WHAT IS REQUIRED ::
Rewrite every line of the records below, reviewer notes included, and leave all text as it is except the x and y coordinates inside the answer points. Multiply each of those coordinates by 0.55 and round to a whole number, rounding halves up.

LISTING ::
# # # # # # #

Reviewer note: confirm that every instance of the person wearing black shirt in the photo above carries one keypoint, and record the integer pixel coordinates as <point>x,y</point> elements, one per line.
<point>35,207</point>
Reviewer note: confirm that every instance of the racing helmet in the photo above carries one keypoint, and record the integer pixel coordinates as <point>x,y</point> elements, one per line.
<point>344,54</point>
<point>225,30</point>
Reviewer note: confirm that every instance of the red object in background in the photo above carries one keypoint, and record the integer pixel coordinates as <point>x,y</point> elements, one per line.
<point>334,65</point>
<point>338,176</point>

# # # # # # #

WRITTEN SOLUTION ::
Reviewer note: confirm that every instance of the person wearing black shirt in the photo above carries one keypoint, and record the integer pixel coordinates as <point>x,y</point> elements, one per line.
<point>19,114</point>
Reviewer note: confirm that every instance of the racing helmet in the photo above carries one keypoint, and record the integer pixel coordinates as <point>x,y</point> elements, one per line.
<point>189,30</point>
<point>124,17</point>
Reviewer note: confirm that every instance of the red object in background in the photo above carries one keypoint, and record the integer pixel coordinates as <point>x,y</point> elements, one per line.
<point>184,36</point>
<point>186,97</point>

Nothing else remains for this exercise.